◆ QUESTIONS TO ANSWER
(A) In the abstract on 3D printing of stents below, rewrite the paragraph that begins "Stents are medical devices" as a short bulleted list that keeps its main facts.
(B) Pick up the abstract on 3D printing of stents below and write the next part of the paper, starting after its final sentence.

◆ SELECTED EXCERPT
[Start of Attachment]
3D printing of stents via two-photon polymerization

Abstract

Stents are medical devices used to treat the narrowing of the blood vessel, most commonly caused by atherosclerosis. Currently used bare-metal, drug-eluting stents are limited in size and architectural complexity, and there are a few risks associated with these medical devices. In some cases stents can cause thrombosis or even death. Furthermore, said risk increases while stenting relatively small vessels. This paper shows that vascular stents for relatively small vessels and/or for patient-specific stenting applications can be printed using two-photon polymerization (2PP). 2PP is an additive manufacturing technique with sub-μm resolution and unlimited 3D geometry potential. These capabilities were used to produce stents for small blood vessels, which are 5 mm tall and 0.7 or 0.9 mm in diameter, with 3D struts as thin as 50 μm. Several novel approaches were introduced to accommodate the printing of such a structure like voxel elongation and printing in stereolithography-like vat-sample holder configuration. Furthermore, the produced stents were tested mechanically proving their mechanical resilience to most common types of mechanical deformations. Experimental results were also compared to mathematical modeling, showing excellent agreement, hinting at the possibility of designing and testing complex micro-stent geometries before fabrication in silico. Finally, biocompatibility experiments were performed, in which rats survived the 7-day incubation period and showed no significant biocompatibility issues. Overall, the presented work gives an outlook on all aspects related to the 3D printing of stents - design, manufacturing, mechanical, and biological testing. We show that 2PP aligns very well with all these aspects and is a promising technique for the mass manufacturing of vascular stents for small vessels or specifically for the patient.
[End of Attachment]
◆ RECORDS PROVIDED
[Start of Attachment]
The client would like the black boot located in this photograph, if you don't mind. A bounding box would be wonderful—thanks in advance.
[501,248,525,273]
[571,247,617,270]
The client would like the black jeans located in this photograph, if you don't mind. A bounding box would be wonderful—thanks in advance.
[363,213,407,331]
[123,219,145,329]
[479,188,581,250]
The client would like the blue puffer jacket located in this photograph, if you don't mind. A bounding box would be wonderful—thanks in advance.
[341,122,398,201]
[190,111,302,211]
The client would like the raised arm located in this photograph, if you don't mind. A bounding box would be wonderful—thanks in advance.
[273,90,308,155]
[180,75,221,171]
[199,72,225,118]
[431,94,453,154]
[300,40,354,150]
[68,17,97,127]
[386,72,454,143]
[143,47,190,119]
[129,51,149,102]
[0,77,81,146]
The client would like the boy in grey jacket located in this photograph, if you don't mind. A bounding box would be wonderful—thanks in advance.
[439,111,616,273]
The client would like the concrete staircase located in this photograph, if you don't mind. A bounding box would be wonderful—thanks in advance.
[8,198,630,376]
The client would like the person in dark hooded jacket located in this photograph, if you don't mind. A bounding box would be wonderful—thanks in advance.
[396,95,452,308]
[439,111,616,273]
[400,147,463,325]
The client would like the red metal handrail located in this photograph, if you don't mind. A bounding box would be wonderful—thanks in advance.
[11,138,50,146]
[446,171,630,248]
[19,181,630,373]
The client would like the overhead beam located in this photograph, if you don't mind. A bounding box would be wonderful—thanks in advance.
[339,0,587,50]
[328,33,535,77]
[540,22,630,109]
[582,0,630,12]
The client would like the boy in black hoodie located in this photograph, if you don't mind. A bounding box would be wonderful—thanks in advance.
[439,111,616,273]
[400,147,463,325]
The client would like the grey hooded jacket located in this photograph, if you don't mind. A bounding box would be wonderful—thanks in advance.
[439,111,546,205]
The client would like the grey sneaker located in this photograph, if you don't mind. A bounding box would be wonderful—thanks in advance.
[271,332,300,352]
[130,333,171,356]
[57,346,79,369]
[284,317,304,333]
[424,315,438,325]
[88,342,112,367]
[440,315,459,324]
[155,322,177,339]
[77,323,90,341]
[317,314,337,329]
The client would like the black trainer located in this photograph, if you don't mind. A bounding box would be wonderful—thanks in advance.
[End of Attachment]
◆ RESULTS
(A)
- Stents treat narrowed blood vessels, most often narrowed by atherosclerosis.
- Current bare-metal and drug-eluting stents are limited in size and design complexity, and they carry risks such as thrombosis or even death. The risk is higher in small vessels.
- The paper shows that stents for small vessels or for individual patients can be printed with two-photon polymerization (2PP), a technique with sub-μm resolution and unlimited 3D shape potential.
- The printed stents are 5 mm tall and 0.7 or 0.9 mm in diameter, with struts as thin as 50 μm.
- New printing approaches were used, such as voxel elongation and a stereolithography-like vat-sample holder setup.
- Mechanical tests showed the stents withstand the most common kinds of deformation, and the results closely matched mathematical models. This suggests designs could be tested in silico before they are made.
- Rats survived a 7-day incubation period with no significant biocompatibility issues.
- Overall, the work covers design, manufacturing, mechanical testing, and biological testing, and it presents 2PP as promising for mass-producing stents for small vessels or for specific patients.

(B)
Figure 1

The schematics present the study workflow. First, CAD models of stents were generated. The printing process followed, with the goal of preparing structures for mechanical and biological testing. Additionally, cylinder samples were prepared from the same material as the stents. Mechanical testing was performed in two steps - experimental material characterization and in silico modeling. Finally, stents were validated using rats in vivo.

Figure 2

Schematics of application of elongated voxels for high throughput stent manufacturing. (a) and (b) shows the progression of the process. Expansion of voxel to the width of 10  allows to reduce the number of translations needed to manufacture a single layer. At the same time, a regular hatching and slicing algorithm is applied, and the structure is printed in a layer-by-layer fashion. Therefore, printing is exceptionally fast but realized in a fundamentally straightforward fashion.

Figure 3

Stents of various sizes. (a) - from left to right, the image shows vascular stents printed using voxel elongation technology, with heights of 50 mm, 10 mm, and 5 mm, (b) - 0.7 mm diameter stent SEM micrograph, (c) - 0.7 mm diameter stent SEM micrograph visualizing the 50  m strut thickness.

Figure 4

Tests to evaluate samples visually. Still images taken out of the video observe mechanical manipulation of a 3D printed 5 mm tall stent. Bending, crushing, and pulling were attempted using either plastic probes or metal tweezers. Although all tests were performed in sequence and mechanical defects, such as cracks, could accumulate, however, stent still maintained its structural integrity. Subsequent tests with other stents showed the result to be highly repeatable.

Figure 5

Numerical experiment results for specimen compression and experimental and numerical results comparison.: (a) specimen photo, (b) Strain vs. compression force curve for a cylindrical specimen, (c) Experimental and numerical results comparison, (d) Results of the numerical experiment.

Figure 6

The second experimental phase of numerical testing. (a) - compression test, (b) - tension test, (c) - bending test, (d) - local compression test, (e) - computational-fluid dynamic model of blood structure, (f) - maximum blood velocity in the center of a vein in the presence of a stent.

Figure 7

Representative photographs of cross-sections of carotid arteries obtained from Wistar lineage rats after a 7-day period. In the control group (a), all major layers are visible, and their relative thickness is within normal bounds. Test groups (b), (c), and (d) exhibit vasculitis, or mild to moderate inflammation. The architecture of the vessel wall is unaffected, but there is a minor infiltration of granulocytes and lymphocytes (b). There is a reduction in the boundaries between the tunica externa and tunica media, as well as a more intense infiltration of immune system cells (c). More intense damage to the integrity of the vessel wall. The endothelial layer is affected (d). The conventional hematoxylin-eosin (H&E) technique was used to stain the sections.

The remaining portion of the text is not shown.